PROVIDED INFORMATION =
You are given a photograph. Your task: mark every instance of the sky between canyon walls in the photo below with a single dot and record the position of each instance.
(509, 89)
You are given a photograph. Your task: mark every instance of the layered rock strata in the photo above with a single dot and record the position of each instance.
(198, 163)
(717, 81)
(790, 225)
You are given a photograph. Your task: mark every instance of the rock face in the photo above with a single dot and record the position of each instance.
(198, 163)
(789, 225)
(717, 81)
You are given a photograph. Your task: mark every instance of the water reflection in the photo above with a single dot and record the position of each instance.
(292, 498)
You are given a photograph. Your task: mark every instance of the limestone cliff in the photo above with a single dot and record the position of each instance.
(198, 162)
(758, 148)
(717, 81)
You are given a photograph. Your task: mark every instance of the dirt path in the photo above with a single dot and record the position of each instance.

WORK TO DO = Transcribe every entry verbatim.

FINAL ANSWER =
You are given a photograph. Your task: mark every instance of the sky between canyon walls in the photo below with a single dot and record the position of each instance.
(509, 89)
You are given a photograph. Your task: mark every instance of the layered rock strata in the photo above with a single dot and record the position of each instance.
(198, 163)
(717, 81)
(790, 225)
You are given a photograph. Your task: mark every instance of the rock face in the photo above with a single dot and record the position of each instance.
(198, 163)
(789, 225)
(717, 81)
You are given a photograph. Your task: mark every instance of the water reflection in the photo above with a single dot and record the position of each instance.
(292, 498)
You are given a photograph. Your task: mark every instance of the limestone cliff in the photo above with a single dot and record the position of each instance.
(198, 162)
(758, 148)
(717, 81)
You are given a photograph. Your task: mark every instance of the dirt path in the photo above with a single dot and record the position of each instance.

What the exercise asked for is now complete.